▸ **The exercise**:
Copy everything from the line containing "of the chestnut" down to the line containing "M330 165L332 164L334", swapping "simplified" for "streamlined" and changing nothing else. Leave the pictures out.

START Data entries

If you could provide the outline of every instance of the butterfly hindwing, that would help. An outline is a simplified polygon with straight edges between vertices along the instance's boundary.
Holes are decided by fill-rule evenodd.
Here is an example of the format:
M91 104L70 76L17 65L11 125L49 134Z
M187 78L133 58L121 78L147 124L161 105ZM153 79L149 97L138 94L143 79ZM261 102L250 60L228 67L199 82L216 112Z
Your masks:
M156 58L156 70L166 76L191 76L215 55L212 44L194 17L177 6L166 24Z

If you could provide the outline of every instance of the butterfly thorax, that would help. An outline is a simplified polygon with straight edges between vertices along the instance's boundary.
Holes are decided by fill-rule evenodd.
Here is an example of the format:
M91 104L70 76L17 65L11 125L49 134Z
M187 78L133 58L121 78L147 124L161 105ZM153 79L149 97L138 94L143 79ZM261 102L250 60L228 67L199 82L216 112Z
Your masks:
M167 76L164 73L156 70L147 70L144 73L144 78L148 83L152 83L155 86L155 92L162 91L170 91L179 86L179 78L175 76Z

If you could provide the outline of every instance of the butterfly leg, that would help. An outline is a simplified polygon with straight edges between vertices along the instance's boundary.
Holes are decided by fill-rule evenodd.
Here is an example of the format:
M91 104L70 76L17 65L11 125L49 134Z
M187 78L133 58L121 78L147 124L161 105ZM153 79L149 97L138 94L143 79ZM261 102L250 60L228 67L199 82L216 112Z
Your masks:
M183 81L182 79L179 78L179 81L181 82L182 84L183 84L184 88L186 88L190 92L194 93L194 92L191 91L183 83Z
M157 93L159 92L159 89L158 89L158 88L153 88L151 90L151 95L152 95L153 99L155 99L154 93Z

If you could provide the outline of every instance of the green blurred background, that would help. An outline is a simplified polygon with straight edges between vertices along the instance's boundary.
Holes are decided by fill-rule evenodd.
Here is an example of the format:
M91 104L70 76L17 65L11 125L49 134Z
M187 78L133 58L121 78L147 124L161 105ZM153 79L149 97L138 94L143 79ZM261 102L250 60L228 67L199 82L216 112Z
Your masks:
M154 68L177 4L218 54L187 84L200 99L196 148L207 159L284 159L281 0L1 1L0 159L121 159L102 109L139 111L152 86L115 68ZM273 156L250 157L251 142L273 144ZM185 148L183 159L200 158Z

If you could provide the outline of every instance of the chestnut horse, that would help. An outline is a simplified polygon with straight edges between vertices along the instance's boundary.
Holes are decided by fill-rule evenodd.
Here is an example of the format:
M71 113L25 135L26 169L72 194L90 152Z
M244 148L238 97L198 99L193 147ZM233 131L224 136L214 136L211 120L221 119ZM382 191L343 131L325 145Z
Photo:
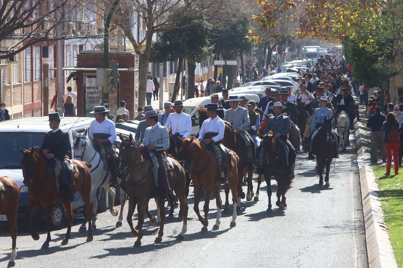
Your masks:
M330 165L332 164L334 154L334 143L332 137L332 121L333 117L330 118L325 117L323 123L319 128L318 133L312 145L314 153L316 155L317 171L319 174L319 187L323 186L323 168L326 166L326 173L325 176L326 186L330 186L329 183L329 172Z
M119 147L119 168L122 166L129 168L129 176L126 179L126 192L129 197L129 211L127 212L127 223L131 229L132 233L137 236L134 246L141 245L141 238L144 235L141 228L144 222L144 213L148 211L148 201L152 198L156 198L157 209L159 210L161 223L158 236L154 243L159 243L162 241L164 225L165 220L165 195L166 191L158 190L154 184L152 167L148 160L145 159L143 151L135 143L131 134L129 138L122 140ZM145 152L147 153L147 152ZM174 166L172 174L169 176L169 185L175 191L181 204L181 209L183 215L182 231L177 237L177 240L183 240L184 235L187 229L187 204L185 196L186 178L185 170L178 161L170 158ZM139 219L137 226L133 227L132 217L136 205L137 206ZM147 213L148 214L148 213ZM149 217L150 215L148 215ZM151 219L151 218L150 218Z
M207 216L210 202L209 197L211 194L212 190L217 204L217 219L216 224L213 226L213 230L218 230L221 223L220 219L221 218L222 202L220 196L221 179L220 178L220 170L217 158L212 151L201 144L194 137L180 139L182 140L181 153L183 159L188 163L191 161L193 165L191 172L194 187L195 203L193 208L199 218L199 220L203 225L202 232L205 233L207 232L207 226L208 225ZM237 169L238 161L238 156L233 151L233 155L231 157L231 167L228 170L227 184L231 188L232 193L232 202L234 206L232 220L229 225L230 227L235 227L236 225L235 220L237 218L237 202L238 200L237 192L237 185L238 181ZM206 191L206 199L204 208L204 219L200 215L199 211L199 203L200 202L202 189L204 189Z
M31 215L39 205L42 205L46 210L47 217L48 237L42 245L42 248L48 248L50 241L50 227L52 222L53 204L62 202L64 200L64 190L65 186L60 185L60 193L56 192L56 178L54 171L48 159L40 151L37 147L31 147L28 150L20 148L22 158L21 166L23 170L24 185L28 187L29 194L29 205L25 214L25 220L31 236L35 240L39 239L39 235L32 229L31 224ZM88 217L88 235L87 241L92 241L92 226L91 225L91 203L90 195L91 192L91 174L88 167L83 162L73 160L77 171L73 179L74 184L72 194L77 191L84 202L85 213ZM70 238L71 224L73 220L73 211L71 203L63 203L67 217L68 225L66 237L62 241L62 245L67 245Z
M7 217L12 244L8 267L15 265L14 261L17 256L15 240L17 239L17 210L19 196L20 190L15 182L8 177L0 177L0 212L4 212Z
M285 177L284 172L287 168L287 157L285 151L279 144L279 141L271 131L264 136L260 135L263 149L264 161L266 164L264 168L264 179L267 184L267 195L269 198L268 212L272 211L272 190L270 178L274 176L277 182L277 200L276 205L278 208L284 210L287 207L285 193L290 188L291 181L294 178L294 167L291 169L291 175ZM281 196L281 201L280 198Z

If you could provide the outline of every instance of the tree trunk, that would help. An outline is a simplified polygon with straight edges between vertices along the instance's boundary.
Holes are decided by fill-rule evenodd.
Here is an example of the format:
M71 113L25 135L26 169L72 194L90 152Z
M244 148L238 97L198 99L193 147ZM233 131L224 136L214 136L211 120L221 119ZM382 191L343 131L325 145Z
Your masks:
M187 99L195 97L195 71L196 63L187 61Z
M183 59L179 58L178 63L178 69L177 70L177 76L175 79L175 85L174 86L174 92L172 94L172 98L171 102L173 103L176 100L177 96L179 93L179 82L181 80L181 72L182 72L182 65L183 63Z

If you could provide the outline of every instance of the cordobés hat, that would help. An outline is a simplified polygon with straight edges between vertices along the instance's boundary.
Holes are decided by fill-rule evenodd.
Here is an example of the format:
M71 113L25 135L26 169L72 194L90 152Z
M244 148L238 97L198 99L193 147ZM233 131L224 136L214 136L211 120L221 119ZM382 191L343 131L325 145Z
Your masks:
M93 112L90 112L90 114L99 114L101 113L105 113L106 112L109 112L109 110L105 110L105 106L96 106L94 107L94 111Z
M274 104L270 106L270 108L272 110L274 110L274 108L276 107L281 107L282 109L287 108L287 106L283 105L281 104L281 102L279 101L277 102L274 102Z

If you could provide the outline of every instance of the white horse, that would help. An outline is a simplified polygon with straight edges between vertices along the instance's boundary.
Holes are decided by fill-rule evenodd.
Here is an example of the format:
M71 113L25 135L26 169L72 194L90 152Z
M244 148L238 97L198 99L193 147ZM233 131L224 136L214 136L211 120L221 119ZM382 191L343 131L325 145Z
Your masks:
M77 133L74 130L73 132L73 144L74 148L73 153L73 158L75 159L86 162L90 164L92 167L89 168L92 177L92 185L91 187L91 194L90 200L91 200L93 206L93 217L92 225L93 229L96 228L96 221L97 210L98 209L98 200L95 196L97 190L100 187L103 187L110 194L111 198L108 198L108 205L109 205L109 211L112 216L116 216L118 215L118 211L114 207L115 202L116 191L113 187L109 186L111 175L109 171L105 170L104 169L104 163L100 154L98 153L92 146L88 136L87 135L87 130L86 129L83 133ZM120 189L120 213L119 216L118 222L116 223L116 227L119 227L122 226L122 221L123 219L123 209L125 205L125 193ZM86 218L86 217L85 217ZM85 221L85 219L84 219ZM79 232L84 232L87 229L86 226L86 221L84 221L80 229Z
M345 111L341 111L337 119L339 127L337 132L340 136L340 148L345 150L349 141L349 130L350 129L350 119ZM343 142L344 141L344 142Z

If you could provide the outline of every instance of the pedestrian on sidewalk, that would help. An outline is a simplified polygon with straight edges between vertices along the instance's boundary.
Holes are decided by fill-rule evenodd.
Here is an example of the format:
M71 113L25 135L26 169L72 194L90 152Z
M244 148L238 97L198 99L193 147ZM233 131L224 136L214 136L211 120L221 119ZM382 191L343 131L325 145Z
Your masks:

END Data entries

▸ **Final result**:
If you could provide the outline of every instance of the chestnut horse, that would help. An outline is a streamlined polygon with straight edges between vertices along the instance's boundary.
Holes are decided by fill-rule evenodd.
Here is an example of the format:
M71 113L25 135L26 169L72 194L90 152Z
M244 148L238 97L198 99L193 147ZM233 131L224 136L214 136L211 120L221 119ZM382 191L343 131L325 145Z
Photo:
Your masks:
M330 165L332 164L334 154L334 143L332 137L332 121L333 117L330 118L325 117L323 123L319 128L318 133L312 145L314 153L316 155L317 171L319 174L319 187L323 186L323 168L326 166L326 173L325 176L326 186L330 186L329 183L329 172Z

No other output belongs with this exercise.